CONCLUSION GENERALE
276. De cette étude qui consiste à confronter
le monument historique qu'est le Code civil, à la
nécessité de le réformer, que faut-il retenir ? Des
éléments de réponse ont pu démontrer plusieurs
aspects que revêt aujourd'hui le Code civil. Cette position inconfortable
dans laquelle il se trouve a alors conduit à envisager la façon
de le réformer. Contrairement à d'autres330, nous
pensons que le Code civil ne correspond plus à ce que l'on attend d'un
Code aujourd'hui.
277. A la question « Pourquoi réformer le Code
civil », la principale réponse ne pouvait être que la
suivante : afin de remédier à ces défauts, de combler ses
lacunes. Toute entreprise de codification a pour but premier de simplifier la
loi et de la rendre accessible à tous. Or, le code civil est devenu si
complexe, en raison d'une inflation législative, d'un immobilisme, qu'il
ne revêt plus aujourd'hui une nature de code, mais de recueils de lois
civiles. Un recueil de lois civiles complexe, qui n'a pas su être
simplifié puisque la réforme d'ensemble n'est pas l'axe d'action
principal du législateur français. Complexe, mais aussi
vieillissante, l'oeuvre n'est plus aujourd'hui qu'un lieu de mémoire.

_ _ _

- **TRAVAIL DEMANDÉ**
Pouvez-vous recopier la conclusion sur la réforme du Code civil de "CONCLUSION GENERALE" à "Code aujourd'hui.", en remplaçant "monument historique" par "héritage juridique" ? Le matériel fourni n'est d'aucune utilité ici.

- **MATÉRIEL FOURNI**
_ _ _

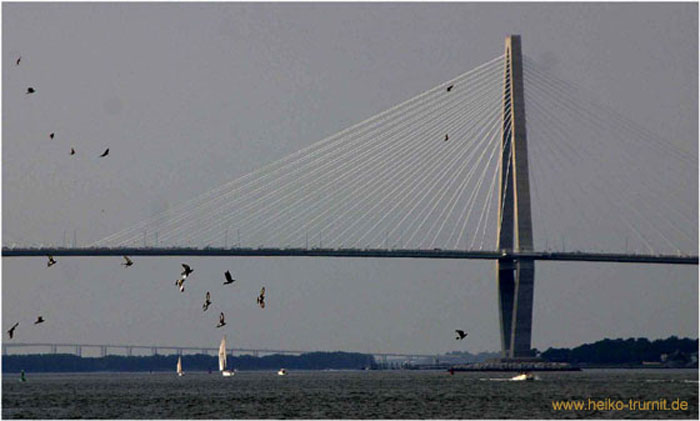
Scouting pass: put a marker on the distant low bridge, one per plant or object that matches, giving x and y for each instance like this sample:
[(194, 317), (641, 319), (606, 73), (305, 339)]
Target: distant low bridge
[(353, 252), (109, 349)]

_ _ _

- **RÉSULTAT ATTENDU**
CONCLUSION GENERALE
276. De cette étude qui consiste à confronter
le héritage juridique qu'est le Code civil, à la
nécessité de le réformer, que faut-il retenir ? Des
éléments de réponse ont pu démontrer plusieurs
aspects que revêt aujourd'hui le Code civil. Cette position inconfortable
dans laquelle il se trouve a alors conduit à envisager la façon
de le réformer. Contrairement à d'autres330, nous
pensons que le Code civil ne correspond plus à ce que l'on attend d'un
Code aujourd'hui.